=== Direction A ===
Tally the lines in the records below that contain the string "window", and reply with only that number.

— Start Document segment —

Once people reach Director and Vice President levels within companies, their typical compensation package will include various forms of bonuses. Most companies attempt to tie these bonuses to performance – usually department, division or overall company performance. Partners in law firms often receive more than half of their annual compensation in bonuses tied to the results of the firm. If you are ambitious and put in the hard work, there are many opportunities in the business world to advance and earn a compensation package that is a multiplier of your base salary.
For example, in perusing Salary.com, I found that top marketing officers and top operations officers earn a median salary in the mid $200,000s, with a cash bonus usually another $75,000 – $100,000. Divisional leaders in various functions – operations, marketing, and finance – earn comparable packages. This merely represents cash compensation. Most public companies’ executive compensation packages include short- and long-term incentives, perquisites and Severance/Change in Control payments. If you can rise to a Director level in a large corporation, you will likely have a similar compensation structure, but with lower absolute dollar levels.
Per the Center On Executive Compensation, “by far the largest potential component of executive pay is long term-incentives. The purpose of long-term incentives is to reward executives for achievement of the company’s strategic objectives that will maximize shareholder value over a longer period time. Typically these have been provided in the form of equity compensation.

— End Document segment —

=== Direction B ===
Carry on the passage about executive compensation above, starting after its final sentence.

— Start Dataset —

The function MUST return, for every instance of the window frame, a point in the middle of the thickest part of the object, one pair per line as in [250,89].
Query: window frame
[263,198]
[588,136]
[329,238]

— End Dataset —

=== Reply A ===
2

=== Reply B ===
By definition the performance period for a long-term incentive typically runs between three and five years, with the executive not receiving any pay from the incentive until the end of the performance period. Long-term incentive goals vary by company but the most prevalent are focused on total return to shareholders, earnings per share and other return measures, such as return on assets. Like annual incentives, long-term incentives typically have a target and a stretch component to encourage executives to achieve superior performance.”
These long term incentives can push the executive’s income into high six-figure or even $1 million annually, depending on the executive’s level in the company, the amount of equity included in the compensation package and the performance of the company stock. Lower level executive and director levels usually won’t make as much, but will still have opportunity to earn in the $250,000 – $400,000 a year once all the compensation is included.
The moral of the story is: Beware of studies that show only physicians earning a good income. Compensation is about more than just salary. Business people also have the opportunity to earn a lot of money in their working years. It will take hard work, proactive managing of your career, finding the right fit, and perhaps a little bit of luck, but it’s doable! For more information, visit our website at makinglifecount.com or contact Joni Lindquist –email@example.com, (913) 345-1881.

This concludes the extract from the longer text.